• What needs to be done:
Copy the records below word for word, every line in full, and leave out the pictures.

• Exercise inputs:
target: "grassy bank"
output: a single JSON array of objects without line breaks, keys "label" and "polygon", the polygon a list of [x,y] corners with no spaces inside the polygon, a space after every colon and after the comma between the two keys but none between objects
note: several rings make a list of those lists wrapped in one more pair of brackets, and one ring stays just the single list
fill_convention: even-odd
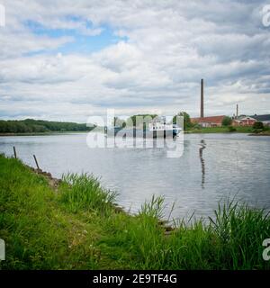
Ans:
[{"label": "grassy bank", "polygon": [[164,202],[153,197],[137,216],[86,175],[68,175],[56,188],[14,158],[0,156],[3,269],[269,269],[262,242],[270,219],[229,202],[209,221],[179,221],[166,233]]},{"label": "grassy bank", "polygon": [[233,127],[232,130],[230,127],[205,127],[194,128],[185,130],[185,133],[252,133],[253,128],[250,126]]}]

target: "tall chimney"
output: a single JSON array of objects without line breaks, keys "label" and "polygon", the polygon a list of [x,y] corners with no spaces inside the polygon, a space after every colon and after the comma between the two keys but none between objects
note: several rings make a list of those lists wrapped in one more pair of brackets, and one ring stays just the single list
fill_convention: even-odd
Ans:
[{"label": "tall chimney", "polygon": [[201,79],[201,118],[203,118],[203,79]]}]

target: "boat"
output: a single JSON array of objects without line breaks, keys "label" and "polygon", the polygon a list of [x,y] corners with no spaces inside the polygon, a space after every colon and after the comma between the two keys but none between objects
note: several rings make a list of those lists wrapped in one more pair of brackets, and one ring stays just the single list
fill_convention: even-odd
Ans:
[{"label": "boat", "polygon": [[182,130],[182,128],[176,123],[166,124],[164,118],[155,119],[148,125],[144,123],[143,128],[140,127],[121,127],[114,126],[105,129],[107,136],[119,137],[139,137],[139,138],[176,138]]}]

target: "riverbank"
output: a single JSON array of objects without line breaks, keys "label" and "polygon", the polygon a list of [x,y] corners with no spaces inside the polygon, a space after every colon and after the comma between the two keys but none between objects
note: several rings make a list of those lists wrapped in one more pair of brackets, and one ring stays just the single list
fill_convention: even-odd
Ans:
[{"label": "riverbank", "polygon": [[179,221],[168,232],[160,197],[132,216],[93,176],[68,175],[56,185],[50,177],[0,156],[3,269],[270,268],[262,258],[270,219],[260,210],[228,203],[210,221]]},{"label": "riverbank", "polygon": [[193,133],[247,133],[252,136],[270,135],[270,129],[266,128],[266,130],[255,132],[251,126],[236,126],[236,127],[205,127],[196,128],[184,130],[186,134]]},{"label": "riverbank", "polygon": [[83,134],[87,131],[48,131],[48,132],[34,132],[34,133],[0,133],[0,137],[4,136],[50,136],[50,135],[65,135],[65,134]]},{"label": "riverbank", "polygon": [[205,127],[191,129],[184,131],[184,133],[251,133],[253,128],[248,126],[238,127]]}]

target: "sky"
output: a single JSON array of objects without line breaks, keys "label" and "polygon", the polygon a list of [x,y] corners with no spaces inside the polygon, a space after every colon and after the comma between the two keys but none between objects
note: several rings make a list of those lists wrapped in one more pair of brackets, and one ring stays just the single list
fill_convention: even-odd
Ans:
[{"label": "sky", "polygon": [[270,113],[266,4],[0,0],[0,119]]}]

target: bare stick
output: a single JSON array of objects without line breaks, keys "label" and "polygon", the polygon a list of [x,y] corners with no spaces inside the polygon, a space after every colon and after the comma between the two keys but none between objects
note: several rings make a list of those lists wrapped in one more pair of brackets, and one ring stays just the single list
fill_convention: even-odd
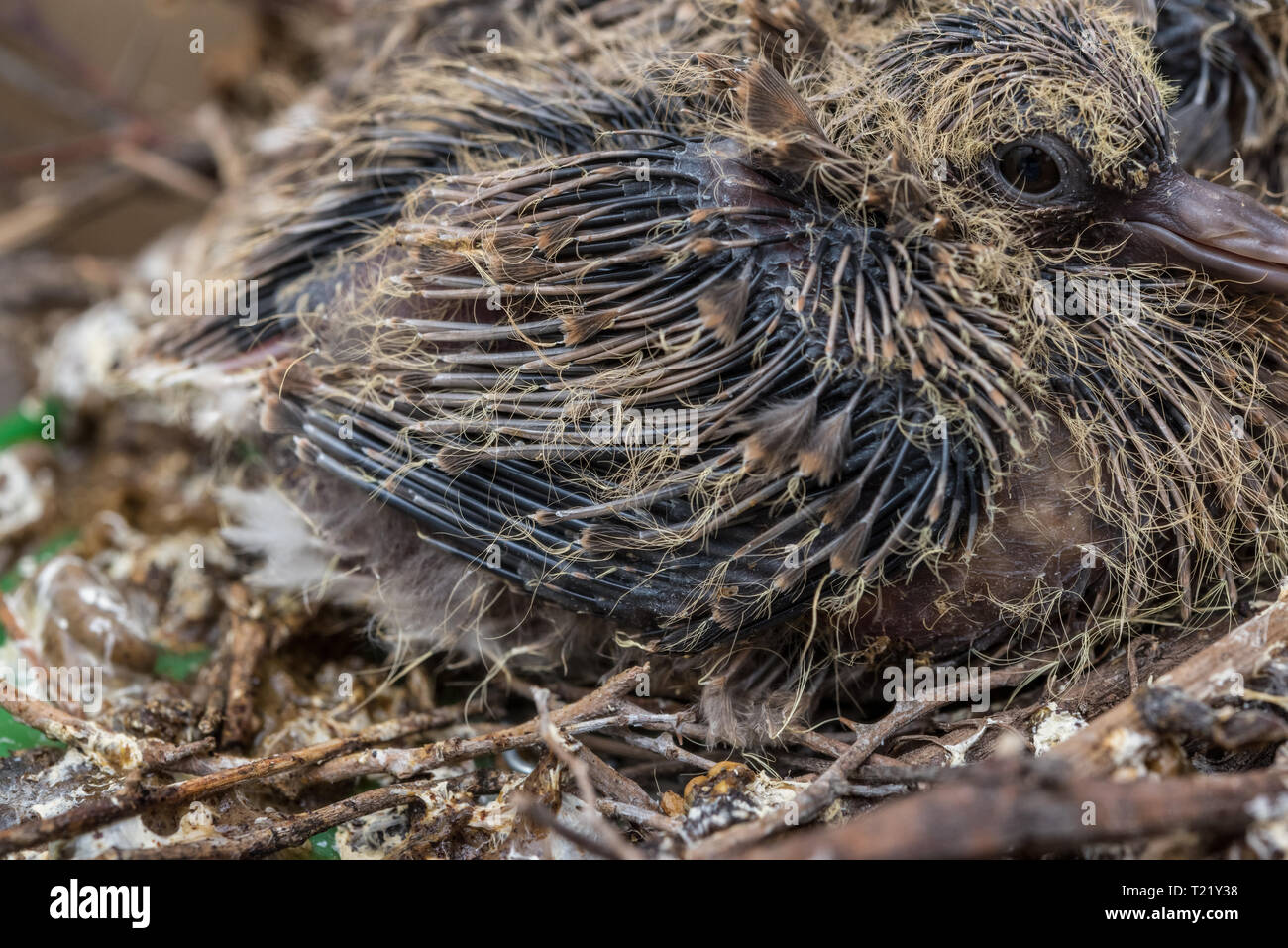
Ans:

• Task result:
target: "grassy bank"
output: a single JSON array of objects without line breaks, keys "label" and "polygon", the polygon a list of [x,y] corners with no spaces inside the polygon, a space after every colon and after the comma between the two keys but none between objects
note: several rings make a list of those lists wrapped in one more pair of brackets, and one ring stays just the single list
fill_convention: even-odd
Ans:
[{"label": "grassy bank", "polygon": [[164,202],[153,197],[137,216],[86,175],[68,175],[56,188],[14,158],[0,156],[3,269],[269,269],[262,242],[270,219],[229,202],[209,221],[179,221],[166,233]]},{"label": "grassy bank", "polygon": [[233,127],[232,130],[230,127],[205,127],[194,128],[185,130],[185,133],[252,133],[253,128],[250,126]]}]

target: "tall chimney"
output: a single JSON array of objects without line breaks, keys "label" and "polygon", the polygon a list of [x,y] corners with no spaces inside the polygon, a space after every colon and after the comma between the two keys but none between objects
note: several rings make a list of those lists wrapped in one more pair of brackets, and one ring stays just the single list
fill_convention: even-odd
Ans:
[{"label": "tall chimney", "polygon": [[201,79],[201,118],[203,118],[203,79]]}]

target: "boat"
output: a single JSON array of objects without line breaks, keys "label" and "polygon", the polygon a list of [x,y] corners with no spaces inside the polygon, a space after every colon and after the comma between the two keys but none between objects
note: several rings make a list of those lists wrapped in one more pair of brackets, and one ring stays just the single list
fill_convention: even-odd
Ans:
[{"label": "boat", "polygon": [[182,130],[182,128],[176,123],[166,124],[164,118],[155,119],[148,125],[144,123],[143,128],[140,127],[121,127],[114,126],[105,129],[107,136],[119,137],[139,137],[139,138],[176,138]]}]

target: "riverbank"
output: a single JSON array of objects without line breaks, keys "label" and "polygon", the polygon a list of [x,y] corners with no spaces inside the polygon, a space after every colon and after the comma between the two keys but none between objects
note: several rings make a list of those lists wrapped in one more pair of brackets, and one ring stays just the single list
fill_convention: even-odd
Ans:
[{"label": "riverbank", "polygon": [[179,221],[168,232],[160,197],[132,216],[93,176],[68,175],[56,185],[50,177],[0,156],[3,269],[270,268],[262,258],[270,219],[260,210],[228,203],[210,221]]},{"label": "riverbank", "polygon": [[193,133],[247,133],[252,136],[270,135],[270,129],[266,128],[266,130],[255,132],[251,126],[236,126],[236,127],[205,127],[196,128],[184,130],[186,134]]},{"label": "riverbank", "polygon": [[83,134],[87,131],[48,131],[48,132],[34,132],[34,133],[0,133],[0,137],[4,136],[50,136],[50,135],[65,135],[65,134]]},{"label": "riverbank", "polygon": [[205,127],[191,129],[184,131],[184,133],[251,133],[253,128],[248,126],[238,127]]}]

target: "sky"
output: a single JSON array of objects without line breaks, keys "label" and "polygon", the polygon a list of [x,y] corners with no spaces inside the polygon, a space after every colon and after the comma between the two keys but none between objects
note: several rings make a list of those lists wrapped in one more pair of brackets, and one ring stays just the single list
fill_convention: even-odd
Ans:
[{"label": "sky", "polygon": [[270,113],[266,4],[0,0],[0,119]]}]

target: bare stick
output: a single JSON array of objects without line breaks, keys "label" and "polygon", the polygon a list of [x,y] corners with no spaces inside the polygon, a space after every colon and after the comma between the two keys but none between objects
note: several rings make a list of those lists wrapped in one more pair of brackets, and one ring stays just the single list
fill_convention: even-odd
Ans:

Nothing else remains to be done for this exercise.